───── Reading passage ─────
On the other hand, known methods for manufacturing ganglioside include a method to obtain fat globule membranes from butter milk (Patent Literature 3) and a method to use an ion exchange resin (Patent Literature 4).

However, it is very difficult to manufacture a composition with high ganglioside content on an industrial scale using the method described in Patent Literature 3. Also, the method described in Patent Literature 4 uses an ion exchange resin and thus is not suitable for mass production applications in industrial settings.

To solve the aforementioned problems presented by prior arts, the inventors had earlier proposed a simple method to manufacture a material with high ganglioside content by using ethanol (Patent Literature 5).

However, while it is capable of manufacturing a material with high ganglioside content in a large quantity, this method uses ethanol and therefore requires a number of complex facilities and processes including explosion-proof facilities. In addition, removing ethanol smell completely from the final product is extremely difficult, which makes it hard to utilize this method in the production of food materials.

Patent Literature 1: Japanese Patent No. 3103218

Patent Literature 2: Japanese Patent Laid-open No. Hei 3-47192

Patent Literature 3: Japanese Patent Laid-open No. Sho 60-72819

Patent Literature 4: Japanese Patent Laid-open No. Hei 2-207090

Patent Literature 5: Japanese Patent Laid-open No. Hei 9-291094

Manufacture of a material with high complex lipid content that contains milk-derived phospholipids and ganglioside at high concentrations has not been possible using any of the prior art methods mentioned above.
───── Material ─────
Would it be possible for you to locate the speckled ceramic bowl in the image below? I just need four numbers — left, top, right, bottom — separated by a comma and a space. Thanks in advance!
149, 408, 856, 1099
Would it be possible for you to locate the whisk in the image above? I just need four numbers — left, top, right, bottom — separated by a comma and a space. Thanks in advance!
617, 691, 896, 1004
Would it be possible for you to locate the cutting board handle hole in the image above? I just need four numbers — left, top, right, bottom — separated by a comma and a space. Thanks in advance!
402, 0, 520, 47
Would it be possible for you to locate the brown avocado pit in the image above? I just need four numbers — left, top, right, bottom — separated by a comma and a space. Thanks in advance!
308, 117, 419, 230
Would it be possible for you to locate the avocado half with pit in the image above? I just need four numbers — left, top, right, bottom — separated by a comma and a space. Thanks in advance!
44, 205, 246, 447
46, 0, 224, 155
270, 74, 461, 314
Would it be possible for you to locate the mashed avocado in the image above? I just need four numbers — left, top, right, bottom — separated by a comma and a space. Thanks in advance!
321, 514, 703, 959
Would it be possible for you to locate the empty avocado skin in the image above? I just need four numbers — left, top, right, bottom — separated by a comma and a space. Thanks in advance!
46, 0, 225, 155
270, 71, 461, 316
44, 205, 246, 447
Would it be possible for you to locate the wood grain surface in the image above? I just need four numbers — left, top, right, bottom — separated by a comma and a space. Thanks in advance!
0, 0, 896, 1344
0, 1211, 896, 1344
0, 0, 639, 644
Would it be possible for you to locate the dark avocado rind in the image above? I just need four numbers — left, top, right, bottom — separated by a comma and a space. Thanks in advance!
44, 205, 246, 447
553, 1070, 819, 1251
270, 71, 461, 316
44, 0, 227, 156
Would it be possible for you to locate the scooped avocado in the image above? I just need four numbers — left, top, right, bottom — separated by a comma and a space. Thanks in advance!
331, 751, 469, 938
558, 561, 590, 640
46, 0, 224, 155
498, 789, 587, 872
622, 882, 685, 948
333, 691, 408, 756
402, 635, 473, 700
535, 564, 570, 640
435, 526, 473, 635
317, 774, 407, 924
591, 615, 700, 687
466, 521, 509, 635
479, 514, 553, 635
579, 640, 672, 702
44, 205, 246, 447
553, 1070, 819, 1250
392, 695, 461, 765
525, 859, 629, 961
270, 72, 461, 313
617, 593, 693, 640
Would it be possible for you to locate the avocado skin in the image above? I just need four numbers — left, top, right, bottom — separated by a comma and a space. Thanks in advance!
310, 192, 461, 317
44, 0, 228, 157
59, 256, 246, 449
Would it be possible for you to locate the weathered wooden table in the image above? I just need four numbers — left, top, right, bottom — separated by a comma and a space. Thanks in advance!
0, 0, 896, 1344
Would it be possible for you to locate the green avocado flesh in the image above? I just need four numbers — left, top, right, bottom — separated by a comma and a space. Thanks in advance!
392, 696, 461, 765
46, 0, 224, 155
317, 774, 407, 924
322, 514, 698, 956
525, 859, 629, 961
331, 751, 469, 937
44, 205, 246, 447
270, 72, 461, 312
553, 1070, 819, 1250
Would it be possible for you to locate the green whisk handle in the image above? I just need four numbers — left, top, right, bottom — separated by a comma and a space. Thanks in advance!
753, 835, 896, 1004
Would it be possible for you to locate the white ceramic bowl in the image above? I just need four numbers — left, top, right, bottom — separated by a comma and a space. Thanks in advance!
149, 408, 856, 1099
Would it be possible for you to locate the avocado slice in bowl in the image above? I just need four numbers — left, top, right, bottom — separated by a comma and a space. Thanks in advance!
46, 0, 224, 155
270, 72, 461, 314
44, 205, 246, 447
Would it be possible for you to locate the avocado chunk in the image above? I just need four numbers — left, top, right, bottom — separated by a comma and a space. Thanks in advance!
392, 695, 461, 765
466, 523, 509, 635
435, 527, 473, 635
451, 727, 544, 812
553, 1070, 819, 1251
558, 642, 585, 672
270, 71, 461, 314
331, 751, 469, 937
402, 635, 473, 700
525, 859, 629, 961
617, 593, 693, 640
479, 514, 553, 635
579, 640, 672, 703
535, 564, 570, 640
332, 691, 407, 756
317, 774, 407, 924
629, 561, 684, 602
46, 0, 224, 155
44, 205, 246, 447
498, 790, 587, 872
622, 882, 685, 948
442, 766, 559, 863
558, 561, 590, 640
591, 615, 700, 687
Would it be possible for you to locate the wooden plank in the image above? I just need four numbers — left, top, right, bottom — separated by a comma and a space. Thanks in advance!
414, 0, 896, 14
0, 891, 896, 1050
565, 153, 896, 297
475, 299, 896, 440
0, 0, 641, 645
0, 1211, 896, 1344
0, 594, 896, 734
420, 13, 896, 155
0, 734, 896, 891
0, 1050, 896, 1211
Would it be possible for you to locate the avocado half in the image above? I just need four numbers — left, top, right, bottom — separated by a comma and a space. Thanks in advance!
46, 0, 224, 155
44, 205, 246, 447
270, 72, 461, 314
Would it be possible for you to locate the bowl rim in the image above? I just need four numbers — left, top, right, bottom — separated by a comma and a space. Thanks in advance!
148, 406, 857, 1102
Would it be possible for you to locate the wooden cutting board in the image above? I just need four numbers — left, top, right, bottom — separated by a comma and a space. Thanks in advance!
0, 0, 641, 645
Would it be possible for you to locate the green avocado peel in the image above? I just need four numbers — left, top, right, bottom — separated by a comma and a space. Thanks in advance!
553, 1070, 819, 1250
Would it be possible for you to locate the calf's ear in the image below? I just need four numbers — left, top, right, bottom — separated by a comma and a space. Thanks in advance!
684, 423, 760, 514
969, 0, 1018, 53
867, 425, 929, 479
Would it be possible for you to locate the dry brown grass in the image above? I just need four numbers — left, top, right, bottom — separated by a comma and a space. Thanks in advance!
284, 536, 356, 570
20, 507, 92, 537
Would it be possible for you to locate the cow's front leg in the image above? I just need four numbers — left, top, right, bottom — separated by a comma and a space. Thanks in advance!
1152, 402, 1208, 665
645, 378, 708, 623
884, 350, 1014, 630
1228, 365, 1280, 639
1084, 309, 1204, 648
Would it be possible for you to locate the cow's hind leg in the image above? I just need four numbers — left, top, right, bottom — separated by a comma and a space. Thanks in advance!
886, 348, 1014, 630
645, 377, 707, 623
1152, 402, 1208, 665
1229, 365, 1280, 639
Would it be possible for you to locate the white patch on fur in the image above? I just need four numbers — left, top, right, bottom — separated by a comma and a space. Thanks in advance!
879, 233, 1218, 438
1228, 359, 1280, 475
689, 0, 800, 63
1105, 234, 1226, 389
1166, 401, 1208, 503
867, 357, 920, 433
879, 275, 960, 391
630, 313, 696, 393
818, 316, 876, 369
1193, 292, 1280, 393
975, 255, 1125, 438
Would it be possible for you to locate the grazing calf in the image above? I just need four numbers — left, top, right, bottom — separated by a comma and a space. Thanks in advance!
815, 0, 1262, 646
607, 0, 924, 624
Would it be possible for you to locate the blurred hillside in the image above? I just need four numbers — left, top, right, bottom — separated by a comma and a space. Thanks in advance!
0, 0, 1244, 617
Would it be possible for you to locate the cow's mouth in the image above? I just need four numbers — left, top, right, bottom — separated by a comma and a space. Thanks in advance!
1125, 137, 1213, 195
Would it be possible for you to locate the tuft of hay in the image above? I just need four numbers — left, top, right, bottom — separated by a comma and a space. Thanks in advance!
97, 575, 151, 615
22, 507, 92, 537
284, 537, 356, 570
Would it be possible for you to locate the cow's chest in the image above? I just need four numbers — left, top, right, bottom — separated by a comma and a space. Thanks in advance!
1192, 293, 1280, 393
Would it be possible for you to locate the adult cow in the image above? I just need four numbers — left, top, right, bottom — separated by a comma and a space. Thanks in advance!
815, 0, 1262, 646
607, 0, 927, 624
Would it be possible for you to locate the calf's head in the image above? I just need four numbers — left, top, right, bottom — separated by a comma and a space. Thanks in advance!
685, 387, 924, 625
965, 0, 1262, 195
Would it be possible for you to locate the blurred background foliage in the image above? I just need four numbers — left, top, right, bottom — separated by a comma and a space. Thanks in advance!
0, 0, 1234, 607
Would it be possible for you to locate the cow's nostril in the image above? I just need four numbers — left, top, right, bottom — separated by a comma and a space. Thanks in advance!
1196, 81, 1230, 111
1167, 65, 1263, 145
─────
#### Written request 1:
Transcribe the passage on methods for manufacturing ganglioside in full, without changing any wording.
#### Written request 2:
Reproduce word for word the rows running from the line with "Would it be possible for you to locate the blurred hillside" up to and including the line with "0, 0, 1244, 617".

#### Result 1:
On the other hand, known methods for manufacturing ganglioside include a method to obtain fat globule membranes from butter milk (Patent Literature 3) and a method to use an ion exchange resin (Patent Literature 4).

However, it is very difficult to manufacture a composition with high ganglioside content on an industrial scale using the method described in Patent Literature 3. Also, the method described in Patent Literature 4 uses an ion exchange resin and thus is not suitable for mass production applications in industrial settings.

To solve the aforementioned problems presented by prior arts, the inventors had earlier proposed a simple method to manufacture a material with high ganglioside content by using ethanol (Patent Literature 5).

However, while it is capable of manufacturing a material with high ganglioside content in a large quantity, this method uses ethanol and therefore requires a number of complex facilities and processes including explosion-proof facilities. In addition, removing ethanol smell completely from the final product is extremely difficult, which makes it hard to utilize this method in the production of food materials.

Patent Literature 1: Japanese Patent No. 3103218

Patent Literature 2: Japanese Patent Laid-open No. Hei 3-47192

Patent Literature 3: Japanese Patent Laid-open No. Sho 60-72819

Patent Literature 4: Japanese Patent Laid-open No. Hei 2-207090

Patent Literature 5: Japanese Patent Laid-open No. Hei 9-291094

Manufacture of a material with high complex lipid content that contains milk-derived phospholipids and ganglioside at high concentrations has not been possible using any of the prior art methods mentioned above.

#### Result 2:
Would it be possible for you to locate the blurred hillside in the image above? I just need four numbers — left, top, right, bottom — separated by a comma and a space. Thanks in advance!
0, 0, 1244, 617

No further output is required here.